**WHAT IS NEEDED:** Which people does the news report on the Tod Lane shooting case mention by name?

YOUNGSTOWN — An assistant Mahoning County prosecutor said Wednesday prosecutors were willing to reduce charges from murder to involuntary manslaughter against Elijah J. May, 21, in the April 11, 2023, killing of Ray’Mon Sims, 22, on Tod Lane on the North Side after reviewing May’s self-defense claim.

Assistant Prosecutor Patrick Fening said that in the process of reviewing the evidence in the case, prosecutors “believed that the defendant was going to be asserting a self-defense claim.”

He added, “In reviewing that claim, as well as the evidence available, the State did believe there was some credence to that claim, which led to this amendment, Your Honor.”

Prosecutors amended May’s charge from murder to involuntary manslaughter with a gun specification, as well as improperly discharging a firearm into or at a habitation with a firearm specification.

May pleaded guilty to the two charges and specifications, and he will be sentenced at 9 a.m. Monday, the same time as the case was scheduled to go to trial before Judge Maureen Sweeney of Mahoning County Common Pleas Court. May pled guilty on his birthday.

Prosecutors and the defense are jointly recommending that May get 6 to 7 1/2 years in prison. The murder charge and gun specification could have carried a life prison sentence with parole eligibility after 18 years if he had been convicted. Fening said the victim’s mother “understood why” prosecutors were willing to reduce the murder charge to involuntary manslaughter.

May is alleged to have fired an AR-15 rifle 18 times outside his home on Tod Lane toward the car in which Sims and another man were traveling after a physical fight among the men.

Multiple neighbors witnessed the fighting and fled as the gunfire erupted, one witness told The Vindicator.

**RAW DATA:**
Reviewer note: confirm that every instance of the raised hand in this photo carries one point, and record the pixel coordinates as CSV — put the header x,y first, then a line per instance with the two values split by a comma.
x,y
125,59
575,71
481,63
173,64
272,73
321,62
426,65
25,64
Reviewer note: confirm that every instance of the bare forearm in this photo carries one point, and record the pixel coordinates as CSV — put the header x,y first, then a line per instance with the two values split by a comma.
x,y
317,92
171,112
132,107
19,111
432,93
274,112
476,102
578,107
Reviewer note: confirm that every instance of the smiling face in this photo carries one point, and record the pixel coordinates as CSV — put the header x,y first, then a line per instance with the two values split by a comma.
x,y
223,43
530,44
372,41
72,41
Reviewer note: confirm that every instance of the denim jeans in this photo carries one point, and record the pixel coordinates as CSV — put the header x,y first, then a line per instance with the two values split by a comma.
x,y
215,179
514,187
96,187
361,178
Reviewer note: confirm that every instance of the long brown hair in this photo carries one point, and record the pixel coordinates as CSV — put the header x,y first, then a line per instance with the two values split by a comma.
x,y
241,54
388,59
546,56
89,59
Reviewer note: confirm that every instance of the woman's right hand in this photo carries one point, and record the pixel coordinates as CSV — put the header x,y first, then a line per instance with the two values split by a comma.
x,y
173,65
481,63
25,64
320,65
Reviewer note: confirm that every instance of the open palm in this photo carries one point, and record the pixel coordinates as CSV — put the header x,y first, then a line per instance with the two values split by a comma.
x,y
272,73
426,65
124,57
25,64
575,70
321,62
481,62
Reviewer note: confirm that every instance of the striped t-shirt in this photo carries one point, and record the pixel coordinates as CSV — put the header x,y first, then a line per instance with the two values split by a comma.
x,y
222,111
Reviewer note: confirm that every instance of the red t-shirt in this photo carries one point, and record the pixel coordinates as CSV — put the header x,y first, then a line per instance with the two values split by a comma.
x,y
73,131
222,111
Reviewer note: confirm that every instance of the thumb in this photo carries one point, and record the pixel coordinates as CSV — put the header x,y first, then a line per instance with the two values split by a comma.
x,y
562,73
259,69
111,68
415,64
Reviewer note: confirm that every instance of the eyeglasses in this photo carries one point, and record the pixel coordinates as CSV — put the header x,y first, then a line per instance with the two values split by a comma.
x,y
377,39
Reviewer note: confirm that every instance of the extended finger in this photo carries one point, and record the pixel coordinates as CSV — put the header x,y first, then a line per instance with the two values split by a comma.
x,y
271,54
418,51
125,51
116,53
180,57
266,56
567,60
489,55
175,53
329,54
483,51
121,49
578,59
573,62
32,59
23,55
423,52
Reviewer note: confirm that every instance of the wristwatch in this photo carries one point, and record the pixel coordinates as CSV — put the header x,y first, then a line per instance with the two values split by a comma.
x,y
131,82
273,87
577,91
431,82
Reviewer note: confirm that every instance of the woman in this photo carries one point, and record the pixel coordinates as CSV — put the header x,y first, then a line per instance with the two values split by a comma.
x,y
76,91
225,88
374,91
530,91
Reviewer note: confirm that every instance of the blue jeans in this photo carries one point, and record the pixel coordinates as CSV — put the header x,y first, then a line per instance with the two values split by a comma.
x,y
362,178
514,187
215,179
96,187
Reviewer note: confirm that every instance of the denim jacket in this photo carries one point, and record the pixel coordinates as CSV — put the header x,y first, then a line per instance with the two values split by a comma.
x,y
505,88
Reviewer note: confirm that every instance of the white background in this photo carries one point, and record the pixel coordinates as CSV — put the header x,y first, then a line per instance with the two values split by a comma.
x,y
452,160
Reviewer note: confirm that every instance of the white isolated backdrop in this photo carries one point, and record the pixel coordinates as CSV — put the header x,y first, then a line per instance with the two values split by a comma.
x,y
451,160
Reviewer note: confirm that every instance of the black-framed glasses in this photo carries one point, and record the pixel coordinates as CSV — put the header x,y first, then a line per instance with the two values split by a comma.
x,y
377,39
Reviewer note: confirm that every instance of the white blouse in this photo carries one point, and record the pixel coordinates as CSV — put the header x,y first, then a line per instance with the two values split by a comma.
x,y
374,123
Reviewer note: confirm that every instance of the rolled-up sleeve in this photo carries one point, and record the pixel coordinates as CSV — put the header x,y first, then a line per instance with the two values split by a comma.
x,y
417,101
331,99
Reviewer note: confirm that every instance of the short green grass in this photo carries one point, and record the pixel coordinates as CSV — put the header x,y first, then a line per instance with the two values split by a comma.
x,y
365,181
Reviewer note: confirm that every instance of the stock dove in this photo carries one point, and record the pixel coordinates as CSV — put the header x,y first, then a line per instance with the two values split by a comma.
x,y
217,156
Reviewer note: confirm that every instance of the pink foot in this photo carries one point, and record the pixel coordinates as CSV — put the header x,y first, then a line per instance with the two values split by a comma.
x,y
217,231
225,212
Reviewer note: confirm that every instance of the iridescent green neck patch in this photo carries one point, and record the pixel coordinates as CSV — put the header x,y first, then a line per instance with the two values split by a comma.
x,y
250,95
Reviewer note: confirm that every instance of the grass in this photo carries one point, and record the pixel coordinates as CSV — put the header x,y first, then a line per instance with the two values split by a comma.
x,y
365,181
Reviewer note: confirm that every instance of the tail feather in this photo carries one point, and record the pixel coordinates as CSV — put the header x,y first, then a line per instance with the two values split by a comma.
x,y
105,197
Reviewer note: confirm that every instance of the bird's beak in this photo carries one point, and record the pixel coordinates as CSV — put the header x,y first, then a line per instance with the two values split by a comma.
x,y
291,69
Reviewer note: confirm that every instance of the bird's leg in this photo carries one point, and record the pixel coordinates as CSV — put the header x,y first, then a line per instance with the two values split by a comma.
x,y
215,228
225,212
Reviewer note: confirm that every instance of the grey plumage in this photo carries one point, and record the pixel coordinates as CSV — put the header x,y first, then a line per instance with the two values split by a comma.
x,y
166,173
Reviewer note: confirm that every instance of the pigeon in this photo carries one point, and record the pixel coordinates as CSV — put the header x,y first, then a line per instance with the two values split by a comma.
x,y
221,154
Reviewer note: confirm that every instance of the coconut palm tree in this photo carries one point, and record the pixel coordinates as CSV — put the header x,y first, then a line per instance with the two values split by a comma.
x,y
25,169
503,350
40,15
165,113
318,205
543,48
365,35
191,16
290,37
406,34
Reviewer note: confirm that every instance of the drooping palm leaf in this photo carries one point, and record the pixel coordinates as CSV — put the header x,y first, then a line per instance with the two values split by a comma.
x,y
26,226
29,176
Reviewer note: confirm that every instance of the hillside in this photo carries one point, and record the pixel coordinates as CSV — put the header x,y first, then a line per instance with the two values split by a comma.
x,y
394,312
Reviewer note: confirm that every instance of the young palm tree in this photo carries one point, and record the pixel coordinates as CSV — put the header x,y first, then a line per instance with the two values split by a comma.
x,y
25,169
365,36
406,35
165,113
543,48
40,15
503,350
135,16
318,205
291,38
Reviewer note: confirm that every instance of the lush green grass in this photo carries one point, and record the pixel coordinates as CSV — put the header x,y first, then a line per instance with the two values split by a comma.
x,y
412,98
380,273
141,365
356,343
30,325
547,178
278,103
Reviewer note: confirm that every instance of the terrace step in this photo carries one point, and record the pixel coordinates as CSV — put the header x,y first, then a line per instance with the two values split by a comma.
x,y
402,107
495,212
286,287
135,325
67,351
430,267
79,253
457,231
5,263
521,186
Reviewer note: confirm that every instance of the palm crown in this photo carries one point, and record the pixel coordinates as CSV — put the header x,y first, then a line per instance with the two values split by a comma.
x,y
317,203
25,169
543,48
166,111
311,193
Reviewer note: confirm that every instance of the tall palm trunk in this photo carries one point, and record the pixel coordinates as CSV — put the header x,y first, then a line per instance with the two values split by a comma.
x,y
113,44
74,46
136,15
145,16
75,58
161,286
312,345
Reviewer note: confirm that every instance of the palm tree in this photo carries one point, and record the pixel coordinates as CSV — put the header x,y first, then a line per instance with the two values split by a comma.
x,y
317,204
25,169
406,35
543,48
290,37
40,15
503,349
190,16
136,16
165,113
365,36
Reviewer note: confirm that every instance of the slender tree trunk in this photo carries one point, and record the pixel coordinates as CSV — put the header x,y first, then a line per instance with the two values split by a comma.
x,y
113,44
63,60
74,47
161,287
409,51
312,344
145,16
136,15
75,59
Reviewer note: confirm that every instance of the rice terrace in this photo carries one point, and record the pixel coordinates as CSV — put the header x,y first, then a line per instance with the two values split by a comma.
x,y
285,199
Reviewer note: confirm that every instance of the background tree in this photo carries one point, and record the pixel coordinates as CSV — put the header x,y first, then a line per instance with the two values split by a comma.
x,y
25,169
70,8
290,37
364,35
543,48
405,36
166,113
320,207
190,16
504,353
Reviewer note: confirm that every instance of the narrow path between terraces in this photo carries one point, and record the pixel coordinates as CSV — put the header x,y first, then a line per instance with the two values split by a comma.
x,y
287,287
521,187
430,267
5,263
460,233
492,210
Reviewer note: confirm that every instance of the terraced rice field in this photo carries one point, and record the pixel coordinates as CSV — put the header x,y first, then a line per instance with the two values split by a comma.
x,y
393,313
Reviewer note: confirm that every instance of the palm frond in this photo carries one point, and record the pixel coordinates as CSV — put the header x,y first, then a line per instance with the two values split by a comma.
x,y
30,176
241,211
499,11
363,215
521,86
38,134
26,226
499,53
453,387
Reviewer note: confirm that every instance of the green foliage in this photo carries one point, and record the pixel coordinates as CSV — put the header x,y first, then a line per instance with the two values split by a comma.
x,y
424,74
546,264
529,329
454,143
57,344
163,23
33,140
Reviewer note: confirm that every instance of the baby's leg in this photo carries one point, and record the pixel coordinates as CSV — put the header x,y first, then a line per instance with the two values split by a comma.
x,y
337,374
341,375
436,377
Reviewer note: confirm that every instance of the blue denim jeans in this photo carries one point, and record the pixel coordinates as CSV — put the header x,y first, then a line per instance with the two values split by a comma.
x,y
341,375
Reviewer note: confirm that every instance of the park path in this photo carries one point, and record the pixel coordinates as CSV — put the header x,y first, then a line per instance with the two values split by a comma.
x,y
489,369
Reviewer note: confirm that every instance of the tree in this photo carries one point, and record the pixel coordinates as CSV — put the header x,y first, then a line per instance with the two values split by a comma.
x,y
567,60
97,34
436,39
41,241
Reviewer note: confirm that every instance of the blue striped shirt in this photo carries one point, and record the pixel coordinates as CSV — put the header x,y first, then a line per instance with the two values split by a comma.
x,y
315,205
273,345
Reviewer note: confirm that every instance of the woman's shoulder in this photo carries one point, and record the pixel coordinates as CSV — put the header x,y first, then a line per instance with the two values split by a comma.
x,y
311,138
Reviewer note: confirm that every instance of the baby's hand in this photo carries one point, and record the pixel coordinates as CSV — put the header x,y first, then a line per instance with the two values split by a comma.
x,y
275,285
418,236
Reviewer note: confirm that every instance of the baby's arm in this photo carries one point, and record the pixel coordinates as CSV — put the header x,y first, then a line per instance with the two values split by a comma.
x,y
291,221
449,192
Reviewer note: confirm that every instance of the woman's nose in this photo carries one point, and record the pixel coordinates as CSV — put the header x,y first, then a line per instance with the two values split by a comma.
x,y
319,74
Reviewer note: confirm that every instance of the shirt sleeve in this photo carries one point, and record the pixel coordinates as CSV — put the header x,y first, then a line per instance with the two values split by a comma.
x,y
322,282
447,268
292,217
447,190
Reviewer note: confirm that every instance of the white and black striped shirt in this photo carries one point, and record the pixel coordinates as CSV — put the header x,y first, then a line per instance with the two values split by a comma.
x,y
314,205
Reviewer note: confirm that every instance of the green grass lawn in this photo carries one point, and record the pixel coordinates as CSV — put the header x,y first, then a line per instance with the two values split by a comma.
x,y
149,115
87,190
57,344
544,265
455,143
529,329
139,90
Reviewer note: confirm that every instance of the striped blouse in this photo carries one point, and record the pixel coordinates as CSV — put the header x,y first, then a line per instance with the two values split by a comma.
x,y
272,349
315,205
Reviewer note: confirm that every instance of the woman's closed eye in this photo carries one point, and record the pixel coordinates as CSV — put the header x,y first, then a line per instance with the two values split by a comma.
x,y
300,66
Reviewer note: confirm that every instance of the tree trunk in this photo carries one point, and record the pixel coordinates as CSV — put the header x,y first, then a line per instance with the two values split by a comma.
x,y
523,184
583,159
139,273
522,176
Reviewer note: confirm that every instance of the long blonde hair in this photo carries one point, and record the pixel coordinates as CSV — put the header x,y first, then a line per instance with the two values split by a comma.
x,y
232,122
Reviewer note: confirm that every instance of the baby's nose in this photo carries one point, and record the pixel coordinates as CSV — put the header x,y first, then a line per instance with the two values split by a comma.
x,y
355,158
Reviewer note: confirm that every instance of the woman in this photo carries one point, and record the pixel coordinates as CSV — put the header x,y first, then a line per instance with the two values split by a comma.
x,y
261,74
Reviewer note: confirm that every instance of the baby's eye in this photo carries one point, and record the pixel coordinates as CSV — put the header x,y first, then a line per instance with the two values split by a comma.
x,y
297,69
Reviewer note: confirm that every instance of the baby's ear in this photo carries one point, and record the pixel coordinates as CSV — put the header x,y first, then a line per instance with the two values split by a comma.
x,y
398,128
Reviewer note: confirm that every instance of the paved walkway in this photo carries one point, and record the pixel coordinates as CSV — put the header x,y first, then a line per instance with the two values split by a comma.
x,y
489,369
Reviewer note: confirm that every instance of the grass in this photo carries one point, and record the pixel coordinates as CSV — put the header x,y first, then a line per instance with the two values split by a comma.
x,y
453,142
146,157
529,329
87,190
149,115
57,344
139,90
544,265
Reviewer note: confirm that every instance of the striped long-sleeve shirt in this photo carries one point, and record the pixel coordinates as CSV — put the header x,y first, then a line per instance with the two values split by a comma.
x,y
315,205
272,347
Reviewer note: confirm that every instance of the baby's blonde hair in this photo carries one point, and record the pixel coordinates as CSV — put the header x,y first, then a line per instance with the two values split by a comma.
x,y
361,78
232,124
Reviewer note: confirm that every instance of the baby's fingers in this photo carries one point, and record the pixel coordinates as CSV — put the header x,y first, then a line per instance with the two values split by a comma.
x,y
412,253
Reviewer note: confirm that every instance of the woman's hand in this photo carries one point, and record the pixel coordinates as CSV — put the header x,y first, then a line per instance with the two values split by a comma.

**EXERCISE RESPONSE:**
- Elijah J. May
- Ray’Mon Sims
- Patrick Fening
- Maureen Sweeney